Task description:
Please convert the material below into a Markdown table with two columns, Row and Line: number each row and put one line of the material in each, skipping blank lines.

= = = =

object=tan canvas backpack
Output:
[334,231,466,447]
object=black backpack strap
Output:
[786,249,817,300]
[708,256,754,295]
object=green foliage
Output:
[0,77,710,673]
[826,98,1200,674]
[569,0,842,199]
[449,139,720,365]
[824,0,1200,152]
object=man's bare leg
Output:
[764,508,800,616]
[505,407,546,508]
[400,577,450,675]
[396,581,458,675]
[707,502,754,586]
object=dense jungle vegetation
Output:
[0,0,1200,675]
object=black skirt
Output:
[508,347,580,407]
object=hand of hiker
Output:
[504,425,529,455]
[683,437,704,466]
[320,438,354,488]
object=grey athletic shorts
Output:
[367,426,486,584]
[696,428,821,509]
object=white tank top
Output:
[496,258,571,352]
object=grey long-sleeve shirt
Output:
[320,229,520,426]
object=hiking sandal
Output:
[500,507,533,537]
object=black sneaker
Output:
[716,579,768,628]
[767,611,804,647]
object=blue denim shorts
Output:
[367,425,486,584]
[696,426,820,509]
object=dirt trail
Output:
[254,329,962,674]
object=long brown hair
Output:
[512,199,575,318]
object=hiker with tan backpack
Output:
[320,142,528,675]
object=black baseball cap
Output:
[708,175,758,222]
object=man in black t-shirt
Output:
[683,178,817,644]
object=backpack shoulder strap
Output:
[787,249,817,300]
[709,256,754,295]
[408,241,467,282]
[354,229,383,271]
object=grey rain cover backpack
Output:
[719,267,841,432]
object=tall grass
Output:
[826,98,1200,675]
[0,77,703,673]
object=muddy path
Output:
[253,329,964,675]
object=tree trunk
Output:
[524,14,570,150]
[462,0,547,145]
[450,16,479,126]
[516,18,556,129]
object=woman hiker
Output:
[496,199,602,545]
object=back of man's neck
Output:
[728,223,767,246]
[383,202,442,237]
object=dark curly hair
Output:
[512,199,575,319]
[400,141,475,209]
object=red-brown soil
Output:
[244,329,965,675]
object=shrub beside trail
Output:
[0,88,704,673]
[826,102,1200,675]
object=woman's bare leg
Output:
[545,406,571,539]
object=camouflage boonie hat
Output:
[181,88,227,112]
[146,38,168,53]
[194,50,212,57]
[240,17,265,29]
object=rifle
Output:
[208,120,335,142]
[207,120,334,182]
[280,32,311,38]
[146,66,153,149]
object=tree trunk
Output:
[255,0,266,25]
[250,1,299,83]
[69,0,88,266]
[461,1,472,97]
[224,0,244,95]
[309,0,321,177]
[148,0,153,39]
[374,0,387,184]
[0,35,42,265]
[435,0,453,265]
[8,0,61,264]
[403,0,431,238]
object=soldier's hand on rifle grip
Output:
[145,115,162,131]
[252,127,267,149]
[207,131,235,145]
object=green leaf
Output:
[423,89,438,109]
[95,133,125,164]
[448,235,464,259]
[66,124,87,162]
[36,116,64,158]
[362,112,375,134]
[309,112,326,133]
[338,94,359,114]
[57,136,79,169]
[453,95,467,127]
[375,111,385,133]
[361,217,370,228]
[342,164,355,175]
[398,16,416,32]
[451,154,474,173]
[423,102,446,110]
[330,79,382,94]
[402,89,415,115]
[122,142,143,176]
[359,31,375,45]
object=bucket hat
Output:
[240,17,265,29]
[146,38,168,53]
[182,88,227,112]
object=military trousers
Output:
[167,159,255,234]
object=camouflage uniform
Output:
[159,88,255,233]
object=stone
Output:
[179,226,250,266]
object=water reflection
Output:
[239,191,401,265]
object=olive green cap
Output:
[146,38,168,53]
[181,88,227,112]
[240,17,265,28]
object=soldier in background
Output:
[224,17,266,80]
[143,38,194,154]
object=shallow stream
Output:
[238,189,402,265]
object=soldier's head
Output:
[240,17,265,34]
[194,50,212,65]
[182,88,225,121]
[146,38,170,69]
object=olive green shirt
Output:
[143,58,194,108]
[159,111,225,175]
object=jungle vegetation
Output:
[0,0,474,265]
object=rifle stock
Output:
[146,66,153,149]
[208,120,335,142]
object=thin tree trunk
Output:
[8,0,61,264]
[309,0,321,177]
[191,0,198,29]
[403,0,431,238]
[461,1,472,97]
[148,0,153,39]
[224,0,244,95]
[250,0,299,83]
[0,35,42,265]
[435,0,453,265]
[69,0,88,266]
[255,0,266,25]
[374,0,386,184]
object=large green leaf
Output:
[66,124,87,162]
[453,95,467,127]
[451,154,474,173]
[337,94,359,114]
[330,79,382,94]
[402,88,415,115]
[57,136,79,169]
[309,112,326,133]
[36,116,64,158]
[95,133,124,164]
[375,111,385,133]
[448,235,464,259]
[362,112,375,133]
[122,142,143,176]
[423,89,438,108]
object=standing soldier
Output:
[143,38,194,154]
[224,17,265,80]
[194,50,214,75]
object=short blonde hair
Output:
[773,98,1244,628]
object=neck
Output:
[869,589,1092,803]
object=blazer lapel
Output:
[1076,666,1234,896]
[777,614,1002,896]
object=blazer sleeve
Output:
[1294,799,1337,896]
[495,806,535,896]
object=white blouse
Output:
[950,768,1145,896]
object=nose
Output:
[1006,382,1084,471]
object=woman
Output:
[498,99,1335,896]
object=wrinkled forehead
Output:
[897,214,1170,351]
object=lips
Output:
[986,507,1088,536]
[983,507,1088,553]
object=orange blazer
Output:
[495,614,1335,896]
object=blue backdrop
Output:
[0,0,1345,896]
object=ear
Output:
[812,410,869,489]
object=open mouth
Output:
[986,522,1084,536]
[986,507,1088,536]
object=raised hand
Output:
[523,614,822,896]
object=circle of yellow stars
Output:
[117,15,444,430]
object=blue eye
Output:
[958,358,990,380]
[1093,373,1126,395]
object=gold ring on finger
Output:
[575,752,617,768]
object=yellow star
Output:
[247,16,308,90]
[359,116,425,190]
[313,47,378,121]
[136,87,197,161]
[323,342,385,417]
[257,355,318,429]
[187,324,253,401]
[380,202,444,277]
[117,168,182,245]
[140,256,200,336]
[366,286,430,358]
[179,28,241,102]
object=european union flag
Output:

= = = =

Exercise response:
| Row | Line |
|---|---|
| 1 | object=tan canvas backpack |
| 2 | Output: |
| 3 | [334,231,466,447] |
| 4 | object=black backpack strap |
| 5 | Output: |
| 6 | [786,249,817,300] |
| 7 | [708,256,754,295] |
| 8 | object=green foliage |
| 9 | Output: |
| 10 | [0,77,710,673] |
| 11 | [826,98,1200,674] |
| 12 | [569,0,842,199] |
| 13 | [449,139,720,365] |
| 14 | [824,0,1200,152] |
| 15 | object=man's bare leg |
| 16 | Output: |
| 17 | [764,508,800,616] |
| 18 | [505,407,546,508] |
| 19 | [400,577,450,675] |
| 20 | [396,581,458,675] |
| 21 | [707,502,754,586] |
| 22 | object=dense jungle vegetation |
| 23 | Output: |
| 24 | [0,0,1200,675] |
| 25 | object=black skirt |
| 26 | Output: |
| 27 | [508,347,580,407] |
| 28 | object=hand of hiker |
| 29 | Output: |
| 30 | [504,425,529,455] |
| 31 | [683,437,704,466] |
| 32 | [320,438,354,488] |
| 33 | object=grey athletic shorts |
| 34 | Output: |
| 35 | [367,426,486,584] |
| 36 | [696,428,821,509] |
| 37 | object=white tank top |
| 38 | Output: |
| 39 | [496,258,571,352] |
| 40 | object=grey long-sleeve shirt |
| 41 | Output: |
| 42 | [320,229,520,426] |
| 43 | object=hiking sandal |
| 44 | Output: |
| 45 | [500,507,533,537] |
| 46 | object=black sneaker |
| 47 | Output: |
| 48 | [716,579,768,628] |
| 49 | [767,611,804,647] |
| 50 | object=blue denim shorts |
| 51 | Output: |
| 52 | [367,425,486,584] |
| 53 | [696,426,820,509] |
| 54 | object=dirt trail |
| 55 | Output: |
| 56 | [254,329,962,674] |
| 57 | object=long brown hair |
| 58 | Output: |
| 59 | [512,199,575,318] |
| 60 | object=hiker with tan backpack |
| 61 | Output: |
| 62 | [320,142,528,675] |
| 63 | object=black baseball cap |
| 64 | Output: |
| 65 | [708,175,758,222] |
| 66 | object=man in black t-shirt |
| 67 | Output: |
| 68 | [683,178,817,644] |
| 69 | object=backpack shoulder strap |
| 70 | Output: |
| 71 | [787,249,817,300] |
| 72 | [709,256,754,295] |
| 73 | [408,241,467,282] |
| 74 | [354,229,383,271] |
| 75 | object=grey rain cover backpack |
| 76 | Output: |
| 77 | [719,267,841,432] |
| 78 | object=tall grass |
| 79 | Output: |
| 80 | [826,98,1200,675] |
| 81 | [0,77,703,673] |
| 82 | object=muddy path |
| 83 | Output: |
| 84 | [253,329,964,675] |
| 85 | object=tree trunk |
| 86 | Output: |
| 87 | [524,14,570,150] |
| 88 | [462,0,547,145] |
| 89 | [450,16,479,126] |
| 90 | [516,18,556,129] |
| 91 | object=woman hiker |
| 92 | Output: |
| 93 | [496,199,602,545] |
| 94 | object=back of man's neck |
| 95 | Output: |
| 96 | [728,223,767,246] |
| 97 | [383,202,442,237] |
| 98 | object=dark curly hair |
| 99 | Output: |
| 100 | [512,199,575,319] |
| 101 | [400,141,475,209] |
| 102 | object=red-brown soil |
| 103 | Output: |
| 104 | [244,329,965,675] |
| 105 | object=shrub beside trail |
| 106 | Output: |
| 107 | [0,88,704,673] |
| 108 | [826,102,1200,675] |
| 109 | object=woman's bare leg |
| 110 | Output: |
| 111 | [545,406,571,539] |
| 112 | object=camouflage boonie hat |
| 113 | Output: |
| 114 | [181,88,227,112] |
| 115 | [146,38,168,53] |
| 116 | [194,50,212,57] |
| 117 | [240,17,265,29] |
| 118 | object=rifle |
| 119 | Output: |
| 120 | [208,120,335,142] |
| 121 | [207,120,334,182] |
| 122 | [280,32,311,38] |
| 123 | [146,66,153,149] |
| 124 | object=tree trunk |
| 125 | Output: |
| 126 | [255,0,266,25] |
| 127 | [250,1,299,83] |
| 128 | [69,0,88,266] |
| 129 | [461,1,472,97] |
| 130 | [224,0,244,95] |
| 131 | [309,0,321,177] |
| 132 | [148,0,153,39] |
| 133 | [374,0,387,184] |
| 134 | [0,35,42,265] |
| 135 | [435,0,453,265] |
| 136 | [8,0,61,264] |
| 137 | [403,0,431,238] |
| 138 | object=soldier's hand on rifle grip |
| 139 | Output: |
| 140 | [145,115,162,131] |
| 141 | [252,127,267,149] |
| 142 | [207,131,235,145] |
| 143 | object=green leaf |
| 144 | Output: |
| 145 | [423,89,438,109] |
| 146 | [95,133,125,164] |
| 147 | [448,235,464,259] |
| 148 | [66,124,87,162] |
| 149 | [36,116,64,158] |
| 150 | [362,112,375,134] |
| 151 | [309,112,326,133] |
| 152 | [338,94,359,114] |
| 153 | [57,136,79,169] |
| 154 | [453,95,467,127] |
| 155 | [375,111,385,133] |
| 156 | [361,217,370,228] |
| 157 | [342,164,355,175] |
| 158 | [398,16,416,32] |
| 159 | [451,154,474,173] |
| 160 | [423,102,446,110] |
| 161 | [330,79,382,94] |
| 162 | [402,89,415,115] |
| 163 | [122,142,143,176] |
| 164 | [359,31,375,45] |
| 165 | object=bucket hat |
| 166 | Output: |
| 167 | [240,17,265,29] |
| 168 | [146,38,168,53] |
| 169 | [182,88,227,112] |
| 170 | object=military trousers |
| 171 | Output: |
| 172 | [167,159,255,234] |
| 173 | object=camouflage uniform |
| 174 | Output: |
| 175 | [159,88,255,233] |
| 176 | object=stone |
| 177 | Output: |
| 178 | [179,226,250,266] |
| 179 | object=water reflection |
| 180 | Output: |
| 181 | [239,191,401,265] |
| 182 | object=olive green cap |
| 183 | Output: |
| 184 | [146,38,168,53] |
| 185 | [181,88,227,112] |
| 186 | [240,17,265,28] |
| 187 | object=soldier in background |
| 188 | Output: |
| 189 | [224,17,266,80] |
| 190 | [143,38,194,154] |
| 191 | object=shallow stream |
| 192 | Output: |
| 193 | [238,189,402,265] |
| 194 | object=soldier's head |
| 195 | Output: |
| 196 | [240,17,265,34] |
| 197 | [194,50,212,65] |
| 198 | [182,88,225,121] |
| 199 | [146,38,170,69] |
| 200 | object=olive green shirt |
| 201 | Output: |
| 202 | [143,58,194,108] |
| 203 | [159,111,225,175] |
| 204 | object=jungle vegetation |
| 205 | Output: |
| 206 | [0,0,474,265] |
| 207 | object=rifle stock |
| 208 | Output: |
| 209 | [146,66,153,149] |
| 210 | [208,120,335,142] |
| 211 | object=thin tree trunk |
| 212 | Output: |
| 213 | [8,0,61,264] |
| 214 | [309,0,321,177] |
| 215 | [191,0,198,29] |
| 216 | [403,0,431,238] |
| 217 | [461,1,472,97] |
| 218 | [148,0,153,39] |
| 219 | [224,0,244,95] |
| 220 | [250,0,299,83] |
| 221 | [0,35,42,265] |
| 222 | [435,0,453,265] |
| 223 | [69,0,88,266] |
| 224 | [255,0,266,25] |
| 225 | [374,0,386,184] |
| 226 | object=large green leaf |
| 227 | Output: |
| 228 | [66,124,87,162] |
| 229 | [453,95,467,127] |
| 230 | [451,154,474,173] |
| 231 | [337,94,359,114] |
| 232 | [330,79,382,94] |
| 233 | [402,88,415,115] |
| 234 | [57,136,79,169] |
| 235 | [309,112,326,133] |
| 236 | [36,116,64,158] |
| 237 | [95,133,124,164] |
| 238 | [375,111,385,133] |
| 239 | [448,235,464,259] |
| 240 | [362,112,375,133] |
| 241 | [122,142,143,176] |
| 242 | [423,89,438,108] |
| 243 | object=standing soldier |
| 244 | Output: |
| 245 | [143,38,194,154] |
| 246 | [224,17,265,80] |
| 247 | [194,50,214,75] |
| 248 | object=short blonde hair |
| 249 | Output: |
| 250 | [773,98,1244,628] |
| 251 | object=neck |
| 252 | Output: |
| 253 | [869,589,1092,803] |
| 254 | object=blazer lapel |
| 255 | Output: |
| 256 | [1076,666,1234,896] |
| 257 | [777,614,1002,896] |
| 258 | object=blazer sleeve |
| 259 | Output: |
| 260 | [1294,799,1337,896] |
| 261 | [495,806,535,896] |
| 262 | object=white blouse |
| 263 | Output: |
| 264 | [950,768,1145,896] |
| 265 | object=nose |
| 266 | Output: |
| 267 | [1006,382,1084,471] |
| 268 | object=woman |
| 269 | Output: |
| 270 | [498,99,1335,896] |
| 271 | object=wrinkled forehead |
| 272 | Output: |
| 273 | [897,214,1170,351] |
| 274 | object=lips |
| 275 | Output: |
| 276 | [986,507,1088,536] |
| 277 | [983,507,1088,553] |
| 278 | object=orange blazer |
| 279 | Output: |
| 280 | [495,614,1335,896] |
| 281 | object=blue backdrop |
| 282 | Output: |
| 283 | [0,0,1345,896] |
| 284 | object=ear |
| 285 | Output: |
| 286 | [812,410,869,489] |
| 287 | object=open mouth |
| 288 | Output: |
| 289 | [986,522,1084,536] |
| 290 | [986,507,1088,536] |
| 291 | object=raised hand |
| 292 | Output: |
| 293 | [523,614,822,896] |
| 294 | object=circle of yellow stars |
| 295 | Output: |
| 296 | [117,15,444,430] |
| 297 | object=blue eye |
| 298 | Output: |
| 299 | [958,358,990,380] |
| 300 | [1093,373,1126,395] |
| 301 | object=gold ring on finger |
| 302 | Output: |
| 303 | [575,752,617,768] |
| 304 | object=yellow star |
| 305 | Output: |
| 306 | [247,16,308,90] |
| 307 | [359,116,425,190] |
| 308 | [313,47,378,121] |
| 309 | [136,87,197,161] |
| 310 | [323,342,385,417] |
| 311 | [257,355,318,429] |
| 312 | [187,324,253,401] |
| 313 | [380,202,444,277] |
| 314 | [117,168,182,245] |
| 315 | [140,256,200,336] |
| 316 | [366,286,430,358] |
| 317 | [179,28,241,102] |
| 318 | object=european union flag |
| 319 | Output: |